> **Aim of the task**
Count the lines below that contain the string "ceiling". Case counts. Reply with the number alone.

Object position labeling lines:
• • • •
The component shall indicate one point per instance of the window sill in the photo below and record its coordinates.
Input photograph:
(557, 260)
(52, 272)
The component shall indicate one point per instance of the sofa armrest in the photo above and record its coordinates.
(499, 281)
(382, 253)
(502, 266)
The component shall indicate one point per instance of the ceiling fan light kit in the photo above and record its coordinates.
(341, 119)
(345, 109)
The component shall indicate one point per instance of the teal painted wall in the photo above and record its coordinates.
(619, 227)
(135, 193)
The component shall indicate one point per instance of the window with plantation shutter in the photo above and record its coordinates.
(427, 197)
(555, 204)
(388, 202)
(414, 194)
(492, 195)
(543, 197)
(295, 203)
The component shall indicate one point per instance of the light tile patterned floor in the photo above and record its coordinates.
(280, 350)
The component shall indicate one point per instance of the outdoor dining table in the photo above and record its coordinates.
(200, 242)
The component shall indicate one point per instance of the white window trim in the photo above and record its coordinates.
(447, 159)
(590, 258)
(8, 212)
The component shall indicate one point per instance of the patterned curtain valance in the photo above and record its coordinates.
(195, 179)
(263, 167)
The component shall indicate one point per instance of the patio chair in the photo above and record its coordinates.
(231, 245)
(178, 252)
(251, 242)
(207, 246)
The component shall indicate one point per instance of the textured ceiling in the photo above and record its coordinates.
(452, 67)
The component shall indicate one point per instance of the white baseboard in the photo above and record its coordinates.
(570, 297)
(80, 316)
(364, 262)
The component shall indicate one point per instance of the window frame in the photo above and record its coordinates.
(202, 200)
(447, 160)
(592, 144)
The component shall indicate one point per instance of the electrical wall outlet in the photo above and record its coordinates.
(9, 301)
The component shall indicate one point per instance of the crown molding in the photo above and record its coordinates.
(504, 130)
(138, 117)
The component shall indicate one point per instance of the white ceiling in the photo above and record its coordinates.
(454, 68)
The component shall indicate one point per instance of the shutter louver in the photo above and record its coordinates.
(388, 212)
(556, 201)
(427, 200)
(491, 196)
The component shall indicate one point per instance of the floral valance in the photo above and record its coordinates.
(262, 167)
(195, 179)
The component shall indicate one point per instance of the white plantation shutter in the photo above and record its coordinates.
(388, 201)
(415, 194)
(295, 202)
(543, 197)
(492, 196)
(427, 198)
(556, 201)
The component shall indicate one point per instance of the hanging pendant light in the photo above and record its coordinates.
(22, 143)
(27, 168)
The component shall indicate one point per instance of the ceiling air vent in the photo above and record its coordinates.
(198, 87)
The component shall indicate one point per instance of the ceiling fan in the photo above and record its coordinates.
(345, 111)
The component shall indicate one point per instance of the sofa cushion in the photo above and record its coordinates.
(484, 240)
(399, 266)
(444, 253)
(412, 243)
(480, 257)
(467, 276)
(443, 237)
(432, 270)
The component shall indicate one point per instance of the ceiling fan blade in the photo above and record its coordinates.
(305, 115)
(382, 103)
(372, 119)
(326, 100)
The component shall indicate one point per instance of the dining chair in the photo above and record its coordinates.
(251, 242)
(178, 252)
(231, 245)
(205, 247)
• • • •
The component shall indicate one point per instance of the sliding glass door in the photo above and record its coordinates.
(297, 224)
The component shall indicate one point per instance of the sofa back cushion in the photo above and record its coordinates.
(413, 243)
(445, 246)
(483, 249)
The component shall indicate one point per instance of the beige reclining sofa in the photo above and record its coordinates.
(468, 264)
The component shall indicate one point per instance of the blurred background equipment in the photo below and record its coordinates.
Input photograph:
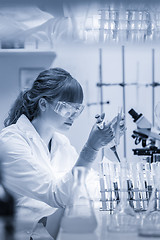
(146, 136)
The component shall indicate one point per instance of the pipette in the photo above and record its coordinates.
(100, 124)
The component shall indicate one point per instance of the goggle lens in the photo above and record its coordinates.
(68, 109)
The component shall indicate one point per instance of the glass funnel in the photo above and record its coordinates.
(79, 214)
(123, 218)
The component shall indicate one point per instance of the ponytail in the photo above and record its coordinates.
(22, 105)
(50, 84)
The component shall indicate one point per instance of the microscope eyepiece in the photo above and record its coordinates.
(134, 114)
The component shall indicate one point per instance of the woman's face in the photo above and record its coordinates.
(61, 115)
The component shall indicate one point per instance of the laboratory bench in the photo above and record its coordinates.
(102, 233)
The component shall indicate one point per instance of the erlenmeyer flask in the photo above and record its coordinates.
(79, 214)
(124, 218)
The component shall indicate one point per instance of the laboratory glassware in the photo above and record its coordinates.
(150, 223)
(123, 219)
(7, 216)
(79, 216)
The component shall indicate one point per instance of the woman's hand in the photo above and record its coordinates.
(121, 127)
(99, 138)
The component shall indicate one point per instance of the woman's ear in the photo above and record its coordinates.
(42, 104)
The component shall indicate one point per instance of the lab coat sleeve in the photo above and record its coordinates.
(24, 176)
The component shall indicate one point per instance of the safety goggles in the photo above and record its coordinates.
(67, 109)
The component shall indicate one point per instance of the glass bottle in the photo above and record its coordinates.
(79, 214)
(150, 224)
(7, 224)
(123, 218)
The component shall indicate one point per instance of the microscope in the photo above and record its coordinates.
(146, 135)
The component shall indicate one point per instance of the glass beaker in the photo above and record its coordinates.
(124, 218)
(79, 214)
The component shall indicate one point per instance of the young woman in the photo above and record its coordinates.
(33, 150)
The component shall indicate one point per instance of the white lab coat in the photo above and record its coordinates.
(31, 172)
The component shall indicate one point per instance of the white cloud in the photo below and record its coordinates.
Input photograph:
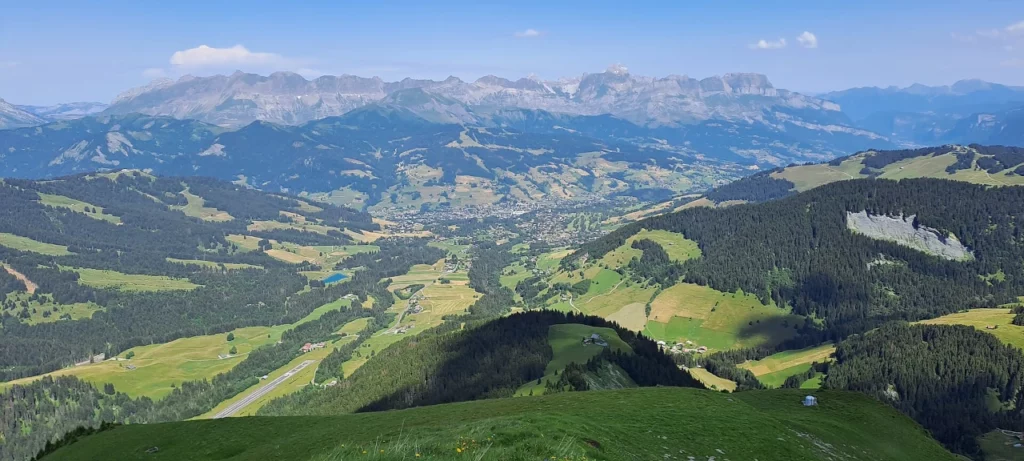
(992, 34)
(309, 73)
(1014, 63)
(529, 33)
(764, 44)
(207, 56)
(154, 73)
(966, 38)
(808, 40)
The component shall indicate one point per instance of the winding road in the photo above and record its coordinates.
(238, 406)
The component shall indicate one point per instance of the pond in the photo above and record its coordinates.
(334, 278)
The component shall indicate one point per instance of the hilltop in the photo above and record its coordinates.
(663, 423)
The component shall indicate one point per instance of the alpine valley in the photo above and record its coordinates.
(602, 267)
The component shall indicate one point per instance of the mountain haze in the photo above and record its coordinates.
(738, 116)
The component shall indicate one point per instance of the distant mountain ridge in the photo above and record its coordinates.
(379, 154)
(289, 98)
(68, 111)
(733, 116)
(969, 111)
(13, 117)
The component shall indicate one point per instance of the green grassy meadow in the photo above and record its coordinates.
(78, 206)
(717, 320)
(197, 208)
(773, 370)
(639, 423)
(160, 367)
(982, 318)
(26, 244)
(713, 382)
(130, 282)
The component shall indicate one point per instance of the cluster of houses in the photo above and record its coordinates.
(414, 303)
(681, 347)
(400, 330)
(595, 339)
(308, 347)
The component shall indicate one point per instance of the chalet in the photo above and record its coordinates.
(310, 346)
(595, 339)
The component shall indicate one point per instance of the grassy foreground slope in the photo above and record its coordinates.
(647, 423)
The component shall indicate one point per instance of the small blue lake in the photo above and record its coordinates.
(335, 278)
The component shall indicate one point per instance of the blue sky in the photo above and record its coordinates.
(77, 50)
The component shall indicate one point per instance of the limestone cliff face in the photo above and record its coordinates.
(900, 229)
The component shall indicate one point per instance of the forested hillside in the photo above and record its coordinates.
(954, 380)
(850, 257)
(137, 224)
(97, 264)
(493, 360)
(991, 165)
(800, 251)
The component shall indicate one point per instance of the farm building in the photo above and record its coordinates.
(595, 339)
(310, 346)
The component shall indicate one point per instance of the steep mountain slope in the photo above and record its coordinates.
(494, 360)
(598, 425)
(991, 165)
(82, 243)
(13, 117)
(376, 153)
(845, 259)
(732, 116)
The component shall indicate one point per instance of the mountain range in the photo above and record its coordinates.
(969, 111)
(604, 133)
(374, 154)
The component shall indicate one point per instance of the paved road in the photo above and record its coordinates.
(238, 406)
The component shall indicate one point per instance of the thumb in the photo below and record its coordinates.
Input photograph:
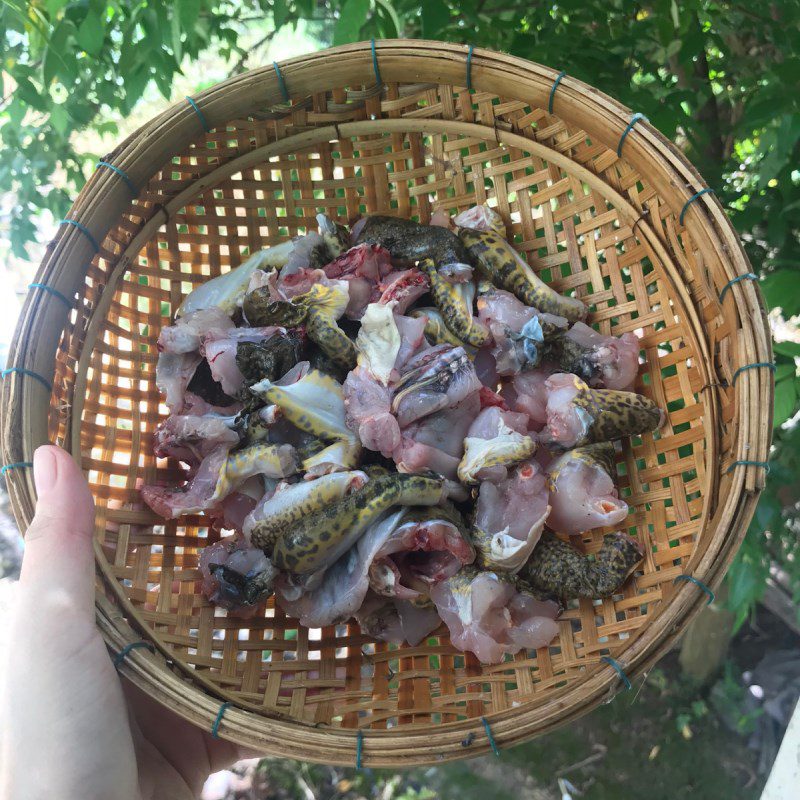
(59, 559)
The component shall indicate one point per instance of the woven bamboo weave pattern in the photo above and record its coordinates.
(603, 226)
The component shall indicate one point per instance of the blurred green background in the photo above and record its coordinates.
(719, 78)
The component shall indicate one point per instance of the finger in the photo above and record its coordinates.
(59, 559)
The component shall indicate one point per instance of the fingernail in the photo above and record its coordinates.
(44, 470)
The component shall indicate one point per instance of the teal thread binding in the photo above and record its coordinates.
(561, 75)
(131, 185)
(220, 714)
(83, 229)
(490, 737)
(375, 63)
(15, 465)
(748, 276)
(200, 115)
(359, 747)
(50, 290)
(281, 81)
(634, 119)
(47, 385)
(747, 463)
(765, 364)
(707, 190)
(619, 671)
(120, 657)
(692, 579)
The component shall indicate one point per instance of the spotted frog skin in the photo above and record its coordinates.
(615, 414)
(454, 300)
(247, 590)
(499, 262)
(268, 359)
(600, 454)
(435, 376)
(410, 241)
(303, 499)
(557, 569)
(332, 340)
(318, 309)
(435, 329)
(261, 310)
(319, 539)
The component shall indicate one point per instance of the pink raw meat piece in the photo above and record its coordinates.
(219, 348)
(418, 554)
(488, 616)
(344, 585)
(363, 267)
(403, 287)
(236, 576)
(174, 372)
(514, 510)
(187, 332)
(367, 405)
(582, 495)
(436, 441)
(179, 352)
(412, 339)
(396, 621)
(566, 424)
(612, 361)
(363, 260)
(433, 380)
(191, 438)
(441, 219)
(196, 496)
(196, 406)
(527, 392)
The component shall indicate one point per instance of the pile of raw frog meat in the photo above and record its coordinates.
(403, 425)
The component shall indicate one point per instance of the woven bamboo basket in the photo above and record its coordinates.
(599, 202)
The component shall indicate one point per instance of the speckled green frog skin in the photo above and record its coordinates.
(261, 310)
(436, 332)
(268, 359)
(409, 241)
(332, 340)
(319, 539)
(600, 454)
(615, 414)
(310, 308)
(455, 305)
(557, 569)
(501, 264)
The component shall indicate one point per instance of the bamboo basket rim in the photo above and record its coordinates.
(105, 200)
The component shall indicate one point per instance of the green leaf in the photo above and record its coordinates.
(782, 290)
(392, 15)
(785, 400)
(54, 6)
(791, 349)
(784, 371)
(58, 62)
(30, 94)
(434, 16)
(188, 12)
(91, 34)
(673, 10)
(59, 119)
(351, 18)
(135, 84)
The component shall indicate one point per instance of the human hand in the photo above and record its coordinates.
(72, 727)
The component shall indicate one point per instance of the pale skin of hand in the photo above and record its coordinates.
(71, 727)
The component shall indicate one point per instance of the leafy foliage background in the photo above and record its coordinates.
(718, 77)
• • • •
> **Task output**
6